THE TASK:
Report every line in the records below that holds the word "left".

DATA SUPPLIED:
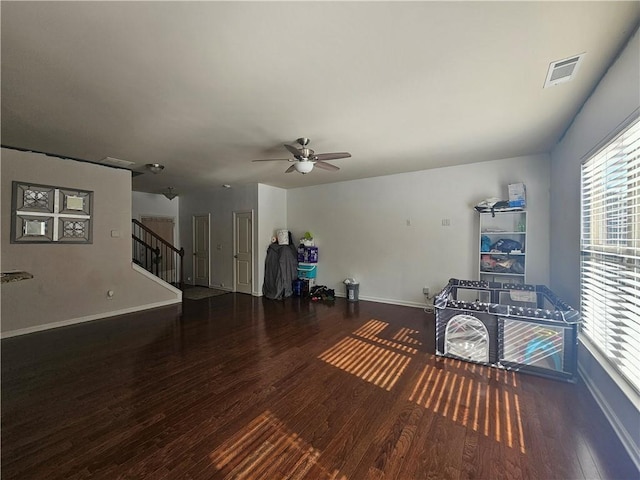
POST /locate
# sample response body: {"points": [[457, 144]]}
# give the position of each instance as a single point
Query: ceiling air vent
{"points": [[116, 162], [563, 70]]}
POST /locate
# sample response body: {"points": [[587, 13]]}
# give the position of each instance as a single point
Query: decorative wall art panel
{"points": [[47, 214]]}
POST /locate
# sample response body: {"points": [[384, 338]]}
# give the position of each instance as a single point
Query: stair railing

==

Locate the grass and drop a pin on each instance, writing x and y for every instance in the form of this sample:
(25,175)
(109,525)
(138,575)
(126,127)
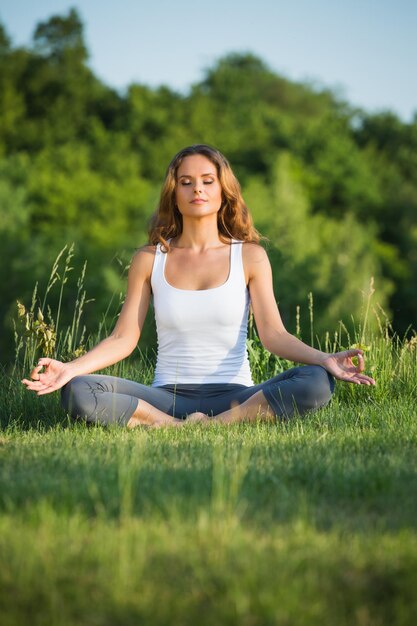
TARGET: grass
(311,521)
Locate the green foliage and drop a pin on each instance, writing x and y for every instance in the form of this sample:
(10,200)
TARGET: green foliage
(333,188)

==

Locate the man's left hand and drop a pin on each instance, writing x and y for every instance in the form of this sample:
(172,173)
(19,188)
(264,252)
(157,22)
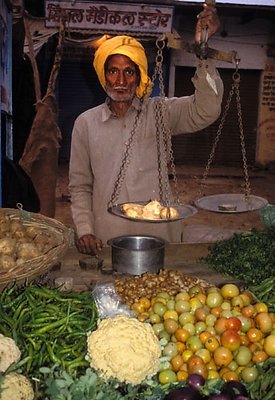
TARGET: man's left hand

EXERCISE SOLUTION:
Locate the man's left hand and drop a pin on each instance, writing x and y for every instance in the form of this sample:
TARGET: man's left hand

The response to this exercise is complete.